==== PAGE EXTRACT
- Summary:
- Transportation stocks are among today's lowers on the S&P 500 as the coronavirus continues to deal a blow to the global markets.
The S&P 500 futures have resumed their decline on Thursday after several companies around the world continue to report dismal growth forecasts as the coronavirus outbreak starts to impact revenues.
The S&P 500 futures are down 2.3% on the day as travel and hospitality companies continue to bear the brunt of the continued spread of the coronavirus. Carnival extended the loss of 23% of its value in February with another 5% drop as news of the death of an elderly passenger on the Grand Princess cruise hit the newswires. The cruise ship remains held off the coast of San Francisco as the dangers of possible coronavirus outbreaks on high-passenger transport carriers becomes more evident.
========
*TASKS TO CARRY OUT*
(a) By what percentage are the S&P 500 futures down on the day, according to the market report on the coronavirus?
(b) Print part of the market report on the coronavirus. Begin at the words "The S&P 500 futures have" and stop after "to impact revenues.".
(c) Continue the market report on the coronavirus and stocks from its final sentence.
==== SUPPLIED DATA
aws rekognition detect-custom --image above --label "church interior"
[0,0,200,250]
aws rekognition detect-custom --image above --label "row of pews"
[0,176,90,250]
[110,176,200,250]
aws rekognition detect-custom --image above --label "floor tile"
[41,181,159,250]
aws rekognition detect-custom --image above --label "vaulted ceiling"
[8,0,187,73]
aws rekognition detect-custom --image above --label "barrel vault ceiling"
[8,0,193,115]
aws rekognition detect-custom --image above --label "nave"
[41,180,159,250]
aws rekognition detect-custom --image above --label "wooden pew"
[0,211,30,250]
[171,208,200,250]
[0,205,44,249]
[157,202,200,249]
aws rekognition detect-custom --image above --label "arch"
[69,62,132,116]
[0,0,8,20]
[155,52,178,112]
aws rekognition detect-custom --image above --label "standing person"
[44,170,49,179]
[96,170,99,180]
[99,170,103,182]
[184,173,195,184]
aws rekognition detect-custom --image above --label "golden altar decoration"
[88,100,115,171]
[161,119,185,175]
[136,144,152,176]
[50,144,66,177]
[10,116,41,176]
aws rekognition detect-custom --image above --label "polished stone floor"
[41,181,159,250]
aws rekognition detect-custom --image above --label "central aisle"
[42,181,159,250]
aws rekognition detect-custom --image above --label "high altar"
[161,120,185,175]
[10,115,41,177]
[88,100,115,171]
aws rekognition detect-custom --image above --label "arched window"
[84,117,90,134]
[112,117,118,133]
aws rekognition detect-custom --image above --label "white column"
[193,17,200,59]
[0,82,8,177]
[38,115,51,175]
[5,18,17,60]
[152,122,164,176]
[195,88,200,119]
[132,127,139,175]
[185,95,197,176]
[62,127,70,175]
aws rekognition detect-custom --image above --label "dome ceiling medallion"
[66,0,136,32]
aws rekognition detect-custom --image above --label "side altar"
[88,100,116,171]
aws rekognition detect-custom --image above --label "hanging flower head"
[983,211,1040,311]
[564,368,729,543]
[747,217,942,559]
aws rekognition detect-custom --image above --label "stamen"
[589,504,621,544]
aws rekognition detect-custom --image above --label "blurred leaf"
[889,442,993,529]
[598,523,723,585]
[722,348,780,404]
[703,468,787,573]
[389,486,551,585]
========
*TASK-BY-TASK ANSWERS*
(a) The S&P 500 futures are down 2.3% on the day.

(b)
The S&P 500 futures have resumed their decline on Thursday after several companies around the world continue to report dismal growth forecasts as the coronavirus outbreak starts to impact revenues.

(c)
Airline stocks were also hit on Thursday, as Delta Airlines, United Airlines and American Airlines all traded lower on the day. The bearish sentiment means that the S&P 500 index is set for a lower open in 30 minutes from now.
Read our Best Trading Ideas for 2020.
Technical Outlook for S&P 500
The S&P 500 index looks set to give up much of the gains acquired after Joe Biden’s Super Tuesday wins in the US Democratic primaries. This indicates that the markets are still conscious of the more significant issue: the coronavirus is continuing to spread globally, and it is starting to affect the ability of companies to do business and make money.
The 4-hour chart shows that the upside move peaked at the 50% retracement from the swing high of 19 Feb to the swing low of 28 Feb. The downside looks set to resume following the breakdown of the ascending trendline that connects the intraday lows of the last two days. The same price move also breaches the 38.2% Fibonacci retracement to the downside. This leaves 3018.5 as the immediate downside target, with 2984.7 lying underneath (23.6% Fibonacci retracement).
On the flip side, further upside in the short-term is only possible if price is able to overcome the resistance zone posed by the 3117.3 and 3129.6 (50% Fibo retracement levels). This move could then target the 3156 or 3194.4 (61.8% Fibo retracement) price levels if the break is successful.